• [Tarefa pedida a] Seleciona e copia todas as linhas que contêm a palavra "pointer".
__________________________________________________
Isto explica, em parte, a forma como as visões cosmológicas tradicionais foram trabalhadas, já que não somente estas comunidades apresentam uma heterogeneidade intrínseca — os chamados “quilombolas” eram escravos ou descendentes seus, oriundos de mais de uma centena de etnias, com maior ou menor contacto com o catolicismo), como a sua própria relação com os conceitos internos, “tradicionais”, é diversificada.

Fortes (2008, p. 29) afirma que, por falta de trabalhos historiográficos sobre a religião afro-brasileira em Codó, é praticamente impossível traçar uma génese do que hoje conhecemos por terecô. Neste texto não é nossa intenção fazer essa historiografia, mas antes destacar o carácter dinâmico das construções de identidades.

A abertura de terreiros na sede do município deve ter acontecido logo nas primeiras décadas do século xx, entre a década de 10 e de 30. Por volta dos anos de 1950-1960 regista-se a entrada da umbanda, com a mãe-de-santo Maria Piauí. Logo em seguida a cidade ganha evidência através do “pai-de-santo” mais famoso do Estado, Bita do Barão, e a umbanda, juntamente com a quimbanda, tomam conta da configuração dos terreiros locais.

Ao ser considerado um culto de carácter rural, e de certa forma “flexível”, o terecô, para muitos pais-de-santo3, está a deixar de existir, como podemos perceber pelas referências constantes no discurso dos adeptos a um tempo pretérito, e ao presente, em que o terecô deixou de ser o que era antes, como os “troncos velhos” ensinaram. Essa noção de “ancestralidade mais forte” é bastante comum, e também em Cuba ouvimos sistematicamente discursos de religiosos dizendo que “a religião de hoje já não é a mesma da de outros tempos.”
__________________________________________________
• [Tarefa pedida b]
Responde a estas perguntas sobre o excerto acerca do terecô em Codó:
(i) Segundo Fortes (2008), por que motivo é praticamente impossível traçar uma génese do terecô?
(ii) Com que mãe-de-santo se regista a entrada da umbanda?
(iii) Em que lugar também se ouvem sistematicamente discursos de religiosos a dizer que a religião de hoje já não é a mesma?

• [Linhas fornecidas]
__________________________________________________
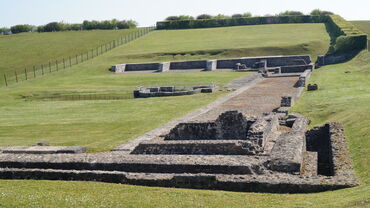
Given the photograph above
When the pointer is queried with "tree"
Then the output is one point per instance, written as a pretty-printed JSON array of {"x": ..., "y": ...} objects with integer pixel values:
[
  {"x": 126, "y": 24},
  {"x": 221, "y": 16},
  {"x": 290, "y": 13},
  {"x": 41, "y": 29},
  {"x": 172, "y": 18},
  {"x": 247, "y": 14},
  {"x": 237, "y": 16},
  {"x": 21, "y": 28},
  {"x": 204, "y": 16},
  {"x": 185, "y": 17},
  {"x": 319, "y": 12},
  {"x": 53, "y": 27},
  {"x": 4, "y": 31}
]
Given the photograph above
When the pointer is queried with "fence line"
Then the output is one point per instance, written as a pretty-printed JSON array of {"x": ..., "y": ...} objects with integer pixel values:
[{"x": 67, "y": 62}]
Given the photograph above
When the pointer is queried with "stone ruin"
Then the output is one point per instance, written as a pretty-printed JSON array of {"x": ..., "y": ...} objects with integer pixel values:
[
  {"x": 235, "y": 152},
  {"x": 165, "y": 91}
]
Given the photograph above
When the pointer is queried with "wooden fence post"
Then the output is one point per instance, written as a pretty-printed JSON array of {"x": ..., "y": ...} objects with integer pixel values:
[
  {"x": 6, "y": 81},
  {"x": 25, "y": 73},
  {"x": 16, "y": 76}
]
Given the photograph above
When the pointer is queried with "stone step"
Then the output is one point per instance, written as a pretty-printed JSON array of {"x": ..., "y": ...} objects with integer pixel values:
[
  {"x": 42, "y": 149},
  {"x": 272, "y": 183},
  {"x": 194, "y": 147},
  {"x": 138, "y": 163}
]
__________________________________________________
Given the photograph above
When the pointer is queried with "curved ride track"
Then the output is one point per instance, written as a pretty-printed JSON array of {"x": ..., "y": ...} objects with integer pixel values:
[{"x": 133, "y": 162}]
__________________________________________________
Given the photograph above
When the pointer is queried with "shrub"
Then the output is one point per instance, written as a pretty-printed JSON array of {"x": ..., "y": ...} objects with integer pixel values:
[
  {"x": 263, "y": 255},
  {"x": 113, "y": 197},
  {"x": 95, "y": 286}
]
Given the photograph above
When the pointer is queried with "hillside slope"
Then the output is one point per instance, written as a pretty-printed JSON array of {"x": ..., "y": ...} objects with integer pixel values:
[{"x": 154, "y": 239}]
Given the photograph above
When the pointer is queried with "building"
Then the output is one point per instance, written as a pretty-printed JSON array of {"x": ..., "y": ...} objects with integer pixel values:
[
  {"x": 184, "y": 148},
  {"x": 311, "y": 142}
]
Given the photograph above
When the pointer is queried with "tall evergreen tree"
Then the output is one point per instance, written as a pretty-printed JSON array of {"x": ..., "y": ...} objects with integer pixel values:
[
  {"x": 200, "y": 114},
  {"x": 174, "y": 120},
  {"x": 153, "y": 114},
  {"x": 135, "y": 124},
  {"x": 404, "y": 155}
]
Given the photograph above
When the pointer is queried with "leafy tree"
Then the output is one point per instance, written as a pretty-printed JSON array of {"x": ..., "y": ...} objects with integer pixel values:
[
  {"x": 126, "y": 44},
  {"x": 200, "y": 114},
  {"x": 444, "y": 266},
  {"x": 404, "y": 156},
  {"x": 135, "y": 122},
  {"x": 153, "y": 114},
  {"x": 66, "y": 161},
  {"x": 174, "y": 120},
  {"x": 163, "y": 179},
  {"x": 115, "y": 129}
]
__________________________________________________
• [Resultado do exercício a]
When the pointer is queried with "tree"
When the pointer is queried with "fence line"
When the pointer is queried with "stone ruin"
When the pointer is queried with "wooden fence post"
When the pointer is queried with "stone step"
When the pointer is queried with "curved ride track"
When the pointer is queried with "shrub"
When the pointer is queried with "hillside slope"
When the pointer is queried with "building"
When the pointer is queried with "tall evergreen tree"
When the pointer is queried with "leafy tree"

• [Resultado do exercício b]
(i) Por falta de trabalhos historiográficos sobre a religião afro-brasileira em Codó.
(ii) Maria Piauí.
(iii) Em Cuba.